◆ **Aim of the exercise**
For every entry below, retype it exactly as it reads.

Point-per-instance localization data:
*** Begin section ***
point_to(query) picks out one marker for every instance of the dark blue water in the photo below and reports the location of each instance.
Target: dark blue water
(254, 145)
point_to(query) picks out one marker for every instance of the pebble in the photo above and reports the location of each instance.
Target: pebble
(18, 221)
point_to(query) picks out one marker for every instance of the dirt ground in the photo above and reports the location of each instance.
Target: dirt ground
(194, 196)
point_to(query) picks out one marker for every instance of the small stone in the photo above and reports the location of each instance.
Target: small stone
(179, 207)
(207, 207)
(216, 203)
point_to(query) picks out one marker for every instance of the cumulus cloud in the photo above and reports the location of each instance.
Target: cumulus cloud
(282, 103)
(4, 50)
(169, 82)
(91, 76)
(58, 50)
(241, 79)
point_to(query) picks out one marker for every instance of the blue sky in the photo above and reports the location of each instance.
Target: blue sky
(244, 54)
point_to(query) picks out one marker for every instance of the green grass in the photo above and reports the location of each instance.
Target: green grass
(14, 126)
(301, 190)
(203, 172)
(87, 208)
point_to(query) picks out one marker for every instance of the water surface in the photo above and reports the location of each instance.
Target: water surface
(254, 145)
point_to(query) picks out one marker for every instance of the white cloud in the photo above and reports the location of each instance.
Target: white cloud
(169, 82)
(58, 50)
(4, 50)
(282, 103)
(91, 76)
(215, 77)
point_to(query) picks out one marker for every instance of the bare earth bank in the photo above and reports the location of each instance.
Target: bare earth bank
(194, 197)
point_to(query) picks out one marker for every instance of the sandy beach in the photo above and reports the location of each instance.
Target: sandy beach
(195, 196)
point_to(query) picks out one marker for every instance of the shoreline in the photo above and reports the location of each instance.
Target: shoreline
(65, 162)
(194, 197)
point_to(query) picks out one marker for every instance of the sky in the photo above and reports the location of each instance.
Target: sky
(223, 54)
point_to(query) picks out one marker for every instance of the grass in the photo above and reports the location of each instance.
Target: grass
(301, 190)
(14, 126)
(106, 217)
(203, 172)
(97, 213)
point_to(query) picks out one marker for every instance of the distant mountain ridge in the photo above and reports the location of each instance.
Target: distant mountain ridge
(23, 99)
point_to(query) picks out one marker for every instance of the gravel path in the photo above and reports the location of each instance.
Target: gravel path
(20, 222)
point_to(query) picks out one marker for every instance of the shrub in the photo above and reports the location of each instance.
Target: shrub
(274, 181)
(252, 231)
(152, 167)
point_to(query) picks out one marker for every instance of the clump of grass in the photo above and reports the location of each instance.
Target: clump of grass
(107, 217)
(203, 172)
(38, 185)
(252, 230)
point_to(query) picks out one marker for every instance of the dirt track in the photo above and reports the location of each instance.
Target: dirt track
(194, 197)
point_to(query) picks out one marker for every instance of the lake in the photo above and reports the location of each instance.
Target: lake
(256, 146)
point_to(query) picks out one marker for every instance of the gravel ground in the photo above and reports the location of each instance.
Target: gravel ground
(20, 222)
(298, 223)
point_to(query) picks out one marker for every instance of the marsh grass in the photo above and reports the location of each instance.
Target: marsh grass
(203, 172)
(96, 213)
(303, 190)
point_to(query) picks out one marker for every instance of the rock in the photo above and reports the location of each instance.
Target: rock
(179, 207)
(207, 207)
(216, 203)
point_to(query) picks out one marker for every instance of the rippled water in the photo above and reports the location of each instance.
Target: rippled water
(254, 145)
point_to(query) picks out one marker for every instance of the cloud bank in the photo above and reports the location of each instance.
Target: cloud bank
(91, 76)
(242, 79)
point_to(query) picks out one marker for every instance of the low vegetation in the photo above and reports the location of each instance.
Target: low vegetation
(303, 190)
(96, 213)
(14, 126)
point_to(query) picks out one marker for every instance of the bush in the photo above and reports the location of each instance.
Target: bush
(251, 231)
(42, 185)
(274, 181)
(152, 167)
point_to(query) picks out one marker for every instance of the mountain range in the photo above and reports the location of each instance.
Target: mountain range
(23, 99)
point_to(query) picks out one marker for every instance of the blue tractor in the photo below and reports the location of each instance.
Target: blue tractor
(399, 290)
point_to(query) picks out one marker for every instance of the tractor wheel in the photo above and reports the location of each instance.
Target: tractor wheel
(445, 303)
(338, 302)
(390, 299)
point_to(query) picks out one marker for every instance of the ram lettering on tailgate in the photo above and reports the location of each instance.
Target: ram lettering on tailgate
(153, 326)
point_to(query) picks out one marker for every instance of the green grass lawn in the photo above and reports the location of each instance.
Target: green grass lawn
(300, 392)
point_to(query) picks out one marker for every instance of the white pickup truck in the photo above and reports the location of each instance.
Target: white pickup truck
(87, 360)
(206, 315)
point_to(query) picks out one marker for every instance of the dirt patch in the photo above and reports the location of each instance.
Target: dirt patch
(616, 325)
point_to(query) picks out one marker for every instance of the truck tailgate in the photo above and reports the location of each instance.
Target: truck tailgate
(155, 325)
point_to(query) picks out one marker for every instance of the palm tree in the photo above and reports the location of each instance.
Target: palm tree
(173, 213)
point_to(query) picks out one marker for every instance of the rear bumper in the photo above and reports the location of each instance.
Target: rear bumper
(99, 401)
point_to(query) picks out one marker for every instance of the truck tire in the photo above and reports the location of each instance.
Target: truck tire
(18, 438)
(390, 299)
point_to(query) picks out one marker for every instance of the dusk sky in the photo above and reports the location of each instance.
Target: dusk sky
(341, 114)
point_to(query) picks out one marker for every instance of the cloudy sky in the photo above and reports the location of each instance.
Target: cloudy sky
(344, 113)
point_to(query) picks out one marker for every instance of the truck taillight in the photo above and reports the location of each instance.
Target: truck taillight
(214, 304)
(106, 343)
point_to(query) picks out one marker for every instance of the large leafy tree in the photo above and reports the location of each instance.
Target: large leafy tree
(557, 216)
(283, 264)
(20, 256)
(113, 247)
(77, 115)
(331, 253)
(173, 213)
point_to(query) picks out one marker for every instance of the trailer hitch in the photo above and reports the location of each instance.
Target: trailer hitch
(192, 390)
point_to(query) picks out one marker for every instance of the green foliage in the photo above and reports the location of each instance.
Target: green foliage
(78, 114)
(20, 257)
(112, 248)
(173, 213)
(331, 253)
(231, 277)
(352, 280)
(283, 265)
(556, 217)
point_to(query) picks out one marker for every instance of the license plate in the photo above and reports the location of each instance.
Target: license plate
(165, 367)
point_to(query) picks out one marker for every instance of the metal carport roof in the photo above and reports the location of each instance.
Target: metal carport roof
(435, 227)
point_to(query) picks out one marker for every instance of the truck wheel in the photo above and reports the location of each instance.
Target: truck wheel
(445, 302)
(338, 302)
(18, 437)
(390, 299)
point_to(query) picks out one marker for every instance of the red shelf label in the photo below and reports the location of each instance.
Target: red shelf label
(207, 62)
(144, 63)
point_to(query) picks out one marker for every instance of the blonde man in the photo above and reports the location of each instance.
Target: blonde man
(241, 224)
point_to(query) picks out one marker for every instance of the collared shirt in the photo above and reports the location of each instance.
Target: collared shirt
*** End section ***
◆ **Answer space**
point_to(query) picks out one marker for every instance of the dark blue water in the photo below and reports the location of each instance.
Target: dark blue water
(254, 145)
point_to(query) picks out one marker for every instance of the pebble in the photo above and reports the location of each instance.
Target: pebble
(18, 221)
point_to(query) picks out one marker for every instance of the dirt ground in the photo above and reports the location of each instance.
Target: dirt ground
(194, 196)
point_to(query) picks out one marker for every instance of the small stone in the photo above and reports the location of each instance.
Target: small stone
(179, 207)
(207, 207)
(216, 203)
point_to(query) picks out one marker for every instance of the cumulus cloud in the photo above and reports the location of each instance.
Target: cumulus cloud
(282, 103)
(4, 50)
(169, 82)
(91, 76)
(58, 50)
(241, 79)
point_to(query) picks out one marker for every instance of the blue sky in the photo above and reports the location of each instance.
Target: blue sky
(244, 54)
point_to(query) picks out one marker for every instance of the green grass in the photo above and reports the location of each instance.
Target: green grass
(14, 126)
(301, 190)
(203, 172)
(87, 208)
point_to(query) picks out one marker for every instance of the water surface in the photo above and reports the location of each instance.
Target: water surface
(254, 145)
point_to(query) picks out one marker for every instance of the white cloud in the photo above and reports the location of each instance.
Target: white cloud
(169, 82)
(58, 50)
(4, 50)
(282, 103)
(91, 76)
(215, 77)
point_to(query) picks out one marker for every instance of the bare earth bank in the photo above and reports the location of each instance.
Target: bare earth bank
(194, 197)
point_to(query) picks out one marker for every instance of the sandy beach in the photo above and reports the location of each instance.
Target: sandy beach
(195, 196)
point_to(query) picks out one marker for every instance of the shoreline in the photo above and reports the location of each instance.
Target: shoreline
(65, 162)
(194, 197)
point_to(query) picks out one marker for every instance of the sky in the photo above and reports the location of each instance.
Target: sky
(223, 54)
point_to(query) picks out one marker for every instance of the grass in the photo above and reports the location of each instance.
Target: grass
(301, 190)
(14, 126)
(106, 217)
(203, 172)
(97, 213)
point_to(query) picks out one marker for every instance of the distant mountain ridge in the photo above and reports the location of each instance.
Target: distant mountain ridge
(23, 99)
point_to(query) picks out one marker for every instance of the gravel path in the photo above and reports the location of each instance.
Target: gravel path
(20, 222)
point_to(query) picks out one marker for every instance of the shrub in the photo above and reports the location of each instance.
Target: shrub
(274, 181)
(252, 231)
(152, 167)
point_to(query) picks out one marker for every instance of the clump of grass in the photo above and reports the location of each instance.
Target: clump of grass
(107, 217)
(203, 172)
(38, 185)
(252, 230)
point_to(query) picks out one marker for every instance of the dirt track in the photo above and reports the location of each instance.
Target: dirt track
(194, 197)
point_to(query) picks out one marker for every instance of the lake in the photo above and reports the location of each instance.
Target: lake
(256, 146)
point_to(query) picks out one marker for every instance of the gravel ground in the photo above and reports the location of each instance.
Target: gravel ground
(20, 222)
(298, 223)
point_to(query) picks out one marker for every instance of the marsh grass in the photo above and reports the location of each instance.
Target: marsh grass
(203, 172)
(96, 213)
(303, 190)
point_to(query) picks out one marker for every instance of the rock in the photo above and reports the location of each instance.
Target: rock
(179, 207)
(207, 207)
(216, 203)
point_to(query) picks out one marker for every instance of the rippled water in the photo above and reports the location of each instance.
Target: rippled water
(254, 145)
point_to(query) picks out one marker for every instance of the cloud bank in the photo above and reports the location of each instance.
Target: cloud bank
(91, 76)
(242, 79)
point_to(query) picks out one marker for every instance of the low vegetation in the photo above and reports the location of each instance.
Target: low vegetation
(303, 190)
(96, 213)
(14, 126)
point_to(query) picks out one marker for every instance of the bush in the photo above and reports the location of each instance.
Target: bush
(251, 231)
(42, 185)
(274, 181)
(152, 167)
point_to(query) picks out one marker for every instance of the mountain range in the photo above and reports the location of each instance.
Target: mountain range
(23, 99)
point_to(query) picks out one marker for every instance of the blue tractor in the photo below and reports the location of each instance.
Target: blue tractor
(399, 290)
point_to(query) picks out one marker for every instance of the tractor wheel in the photo above and reports the location of each instance.
Target: tractor wheel
(445, 303)
(338, 302)
(390, 299)
point_to(query) picks out one marker for every instance of the ram lettering on tailgate in the photo above and reports the location of each instance.
Target: ram lettering on tailgate
(153, 326)
point_to(query) picks out one marker for every instance of the green grass lawn in the photo above and reports the location of each instance.
Target: green grass lawn
(300, 392)
point_to(query) picks out one marker for every instance of the white pickup truck in the photo above and reports the location of each instance.
Target: white pickup truck
(87, 360)
(206, 315)
point_to(query) picks out one marker for every instance of the dirt patch in the photo above and reports the location of each instance.
Target: dirt patch
(616, 325)
point_to(query) picks out one marker for every instance of the truck tailgate in the photo above and reports the location of each instance.
Target: truck tailgate
(155, 325)
point_to(query) picks out one marker for every instance of the palm tree in the photo above and reports the location of each instance.
Target: palm tree
(173, 213)
point_to(query) picks out one marker for every instance of the rear bumper in the photo above and reports the location of each instance.
Target: rear bumper
(99, 401)
point_to(query) picks out one marker for every instance of the truck tire in the photo above and reports the location of each instance.
Target: truck tire
(18, 438)
(390, 299)
point_to(query) picks out one marker for every instance of the dusk sky in the photo above and reports the location of each instance.
Target: dusk sky
(341, 114)
point_to(query) picks out one marker for every instance of the cloudy sky in the photo above and reports the location of each instance.
Target: cloudy sky
(344, 113)
point_to(query) picks out one marker for every instance of the truck taillight in the photo above and reports the location of each instance.
Target: truck taillight
(214, 304)
(106, 343)
point_to(query) picks out one marker for every instance of the large leafy tree in the photo above and reports the location of each instance.
Target: large leafy tree
(557, 216)
(283, 264)
(20, 256)
(113, 247)
(77, 115)
(331, 253)
(173, 213)
point_to(query) picks out one marker for every instance of the trailer hitch in the photo above and reports the location of each instance.
Target: trailer hitch
(192, 390)
point_to(query) picks out one marker for every instance of the green foliage in the photo above and reports the location of each instance.
Target: green foliage
(78, 114)
(20, 257)
(112, 248)
(173, 213)
(331, 253)
(231, 277)
(352, 280)
(283, 265)
(556, 217)
point_to(query) picks out one marker for every instance of the license plate in the photo above and reports the location of each instance.
Target: license plate
(165, 367)
point_to(query) picks out one marker for every instance of the metal carport roof in the photo above and reports the location of each instance.
Target: metal carport roof
(435, 227)
point_to(query) picks out one marker for every instance of the truck wheel in the photo above and reports the location of each instance.
Target: truck wheel
(445, 302)
(338, 302)
(18, 437)
(390, 299)
point_to(query) picks out one marker for every instance of the red shelf label in the photo below and reports the location of each instance.
Target: red shelf label
(207, 62)
(144, 63)
point_to(query) picks out one marker for every instance of the blonde man in the photo above and reports the location of each instance.
Target: blonde man
(241, 224)
point_to(query) picks out one marker for every instance of the collared shirt in the photo above and reports the location of each instance.
Target: collared shirt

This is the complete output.